Excerpt to read:

>> Start

Tutorials

In this section, general guidelines about developing PyQt application with mpl4qt will be addressed, starting the development with the following applications:

Random X-Y Curve Plotter

Designer

designer is a user-friendly GUI application to help the developer to build UI painlessly, in a WYSIWYG way. The created UI file from designer is structured XML file, which could be parsed by Qt libraries to show the UI in the Qt applications, however, it is designed for both C++ and Python, so if you’re working on the PyQt application, another command named pyuic5 could be used to convert the UI file into Python module, which could be imported by your PyQt application. There is a way that at the runtime, the UI file could be loaded into to render the GUI, but it is recommended that always converting UI file to Python module before runtime, since there might be chances that different PyQt versions would be applied between development and runtime.

After installing mpl4qt, simply type run_designer in the Linux terminal to launch designer:

As one can see, in the Widget Box column, a new category of so-called DataViz Widgets is shown, inside which there is one widget called MatplotlibCurveWidget, which is ready to be dragged&dropped.

Warning

If the following error message happens: qtcore.so: undefined symbol: pyslice_adjustindices, could be resolved by uninstalling pyqt5 package by pip uninstall pyqt5, and installing the OS distributed one, see Install mpl4qt.

>> End

Requirement a: Pick out and copy every line of the records that contains the word "light", treating uppercase and lowercase as different.
The tutorial and the records have no connection to each other.

Excerpts from a location annotation dataset
>> Start

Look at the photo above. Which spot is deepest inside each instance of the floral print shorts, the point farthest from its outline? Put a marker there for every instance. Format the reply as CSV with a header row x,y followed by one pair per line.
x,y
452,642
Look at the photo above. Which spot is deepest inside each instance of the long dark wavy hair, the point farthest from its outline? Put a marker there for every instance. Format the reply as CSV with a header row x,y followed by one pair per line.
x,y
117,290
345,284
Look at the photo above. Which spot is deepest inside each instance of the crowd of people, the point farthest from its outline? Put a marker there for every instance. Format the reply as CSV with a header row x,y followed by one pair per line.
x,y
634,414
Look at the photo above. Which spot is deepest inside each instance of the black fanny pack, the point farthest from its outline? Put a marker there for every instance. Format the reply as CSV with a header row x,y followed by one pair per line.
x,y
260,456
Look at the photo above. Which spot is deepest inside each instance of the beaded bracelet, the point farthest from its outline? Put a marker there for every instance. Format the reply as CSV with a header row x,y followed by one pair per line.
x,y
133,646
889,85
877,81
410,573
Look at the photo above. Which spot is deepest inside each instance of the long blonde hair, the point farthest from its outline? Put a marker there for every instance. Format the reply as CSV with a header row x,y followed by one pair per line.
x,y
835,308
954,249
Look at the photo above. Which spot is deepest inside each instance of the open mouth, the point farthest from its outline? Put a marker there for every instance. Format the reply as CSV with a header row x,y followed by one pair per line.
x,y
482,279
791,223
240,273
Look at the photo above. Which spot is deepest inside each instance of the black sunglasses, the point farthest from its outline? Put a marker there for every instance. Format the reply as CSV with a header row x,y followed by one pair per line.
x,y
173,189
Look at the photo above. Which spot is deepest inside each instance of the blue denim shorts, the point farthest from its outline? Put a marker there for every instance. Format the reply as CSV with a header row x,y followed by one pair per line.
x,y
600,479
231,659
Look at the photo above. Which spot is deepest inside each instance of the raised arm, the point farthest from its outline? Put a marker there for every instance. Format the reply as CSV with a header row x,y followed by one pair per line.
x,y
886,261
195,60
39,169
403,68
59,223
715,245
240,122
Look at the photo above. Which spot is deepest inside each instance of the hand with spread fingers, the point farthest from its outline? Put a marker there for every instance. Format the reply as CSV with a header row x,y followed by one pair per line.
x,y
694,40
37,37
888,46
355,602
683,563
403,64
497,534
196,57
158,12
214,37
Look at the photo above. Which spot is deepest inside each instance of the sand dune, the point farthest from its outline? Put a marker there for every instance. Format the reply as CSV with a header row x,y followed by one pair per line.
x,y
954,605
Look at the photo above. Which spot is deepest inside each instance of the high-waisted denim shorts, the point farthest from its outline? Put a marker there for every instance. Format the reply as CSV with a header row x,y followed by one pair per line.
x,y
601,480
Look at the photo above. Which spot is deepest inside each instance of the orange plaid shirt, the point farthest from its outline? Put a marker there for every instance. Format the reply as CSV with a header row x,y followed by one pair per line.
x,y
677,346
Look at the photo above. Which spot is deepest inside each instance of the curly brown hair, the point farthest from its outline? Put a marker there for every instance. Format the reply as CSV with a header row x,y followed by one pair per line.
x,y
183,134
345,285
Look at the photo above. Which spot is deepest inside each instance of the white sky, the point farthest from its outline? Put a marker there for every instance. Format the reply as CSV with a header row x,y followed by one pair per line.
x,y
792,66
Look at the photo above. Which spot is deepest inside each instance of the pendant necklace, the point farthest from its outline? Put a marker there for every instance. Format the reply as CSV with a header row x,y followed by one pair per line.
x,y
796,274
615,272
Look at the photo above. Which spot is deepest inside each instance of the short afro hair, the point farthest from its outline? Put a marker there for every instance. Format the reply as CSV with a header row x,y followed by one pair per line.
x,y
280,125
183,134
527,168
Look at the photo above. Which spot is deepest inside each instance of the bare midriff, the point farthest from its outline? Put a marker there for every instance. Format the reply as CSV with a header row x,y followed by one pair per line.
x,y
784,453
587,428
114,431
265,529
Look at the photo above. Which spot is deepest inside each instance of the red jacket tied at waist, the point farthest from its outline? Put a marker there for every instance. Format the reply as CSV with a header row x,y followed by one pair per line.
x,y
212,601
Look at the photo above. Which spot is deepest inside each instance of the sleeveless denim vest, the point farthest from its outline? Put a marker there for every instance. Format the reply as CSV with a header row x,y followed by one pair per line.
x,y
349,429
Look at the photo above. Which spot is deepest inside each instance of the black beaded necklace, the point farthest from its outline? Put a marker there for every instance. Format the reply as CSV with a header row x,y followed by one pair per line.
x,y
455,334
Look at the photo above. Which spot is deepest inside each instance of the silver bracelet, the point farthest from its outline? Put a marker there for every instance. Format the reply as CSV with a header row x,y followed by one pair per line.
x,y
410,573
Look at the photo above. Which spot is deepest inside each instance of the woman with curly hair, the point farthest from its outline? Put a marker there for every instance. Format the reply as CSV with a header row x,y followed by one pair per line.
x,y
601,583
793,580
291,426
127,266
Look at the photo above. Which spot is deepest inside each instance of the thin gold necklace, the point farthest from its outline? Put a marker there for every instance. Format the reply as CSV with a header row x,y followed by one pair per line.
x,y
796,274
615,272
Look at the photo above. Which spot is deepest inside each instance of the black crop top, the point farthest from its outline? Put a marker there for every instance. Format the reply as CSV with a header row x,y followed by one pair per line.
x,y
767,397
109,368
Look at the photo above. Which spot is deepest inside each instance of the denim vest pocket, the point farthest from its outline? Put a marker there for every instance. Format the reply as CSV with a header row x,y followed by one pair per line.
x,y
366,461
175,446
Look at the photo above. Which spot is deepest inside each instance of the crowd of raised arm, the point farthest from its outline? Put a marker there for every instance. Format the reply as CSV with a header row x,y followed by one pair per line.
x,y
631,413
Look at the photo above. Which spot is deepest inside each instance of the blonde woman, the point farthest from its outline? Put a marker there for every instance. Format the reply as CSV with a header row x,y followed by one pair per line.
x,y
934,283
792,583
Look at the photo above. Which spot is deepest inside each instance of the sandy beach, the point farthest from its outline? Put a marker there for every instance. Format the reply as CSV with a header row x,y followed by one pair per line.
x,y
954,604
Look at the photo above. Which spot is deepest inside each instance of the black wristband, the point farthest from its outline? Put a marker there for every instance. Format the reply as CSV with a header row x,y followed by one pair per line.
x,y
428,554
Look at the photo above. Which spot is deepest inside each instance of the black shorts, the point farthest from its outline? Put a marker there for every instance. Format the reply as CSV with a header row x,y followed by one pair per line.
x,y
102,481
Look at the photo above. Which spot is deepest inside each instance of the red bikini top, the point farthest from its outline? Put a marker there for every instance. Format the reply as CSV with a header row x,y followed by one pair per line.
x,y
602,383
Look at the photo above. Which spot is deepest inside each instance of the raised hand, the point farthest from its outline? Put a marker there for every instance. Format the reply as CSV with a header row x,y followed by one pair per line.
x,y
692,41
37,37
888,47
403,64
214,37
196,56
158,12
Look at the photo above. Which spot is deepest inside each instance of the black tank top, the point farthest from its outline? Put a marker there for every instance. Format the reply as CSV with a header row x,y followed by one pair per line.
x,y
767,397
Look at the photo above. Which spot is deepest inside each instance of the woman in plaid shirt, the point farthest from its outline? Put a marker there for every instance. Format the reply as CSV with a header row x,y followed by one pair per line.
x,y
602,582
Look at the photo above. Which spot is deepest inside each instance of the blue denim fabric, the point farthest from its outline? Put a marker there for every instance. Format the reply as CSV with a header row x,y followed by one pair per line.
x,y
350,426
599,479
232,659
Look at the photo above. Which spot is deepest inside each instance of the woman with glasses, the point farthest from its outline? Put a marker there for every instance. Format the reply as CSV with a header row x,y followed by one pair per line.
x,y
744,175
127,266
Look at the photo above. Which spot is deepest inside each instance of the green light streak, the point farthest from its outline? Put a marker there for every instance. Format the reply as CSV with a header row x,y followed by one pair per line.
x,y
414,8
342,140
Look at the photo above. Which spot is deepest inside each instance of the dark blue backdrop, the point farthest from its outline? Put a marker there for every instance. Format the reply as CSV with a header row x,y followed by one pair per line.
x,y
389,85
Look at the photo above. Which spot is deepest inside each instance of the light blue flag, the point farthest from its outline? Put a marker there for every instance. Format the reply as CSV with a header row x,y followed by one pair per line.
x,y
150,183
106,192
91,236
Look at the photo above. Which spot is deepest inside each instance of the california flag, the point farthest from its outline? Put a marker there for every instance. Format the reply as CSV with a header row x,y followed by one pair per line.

>> End

Requirement b: Summarize the tutorial in two sentences.

Complete response a:
Look at the photo above. Which spot is deepest inside each instance of the green light streak, the point farthest from its outline? Put a marker there for every instance. Format the reply as CSV with a header row x,y followed by one pair per line.
Look at the photo above. Which spot is deepest inside each instance of the light blue flag, the point farthest from its outline? Put a marker there for every instance. Format the reply as CSV with a header row x,y followed by one pair per line.

Complete response b: The tutorial covers building PyQt applications with mpl4qt and describes designer, a WYSIWYG tool whose XML UI files can be converted into Python modules with pyuic5. This conversion is recommended over loading UI files at runtime because PyQt versions may differ between development and runtime, and typing run_designer after installing mpl4qt opens designer with a DataViz Widgets category holding MatplotlibCurveWidget.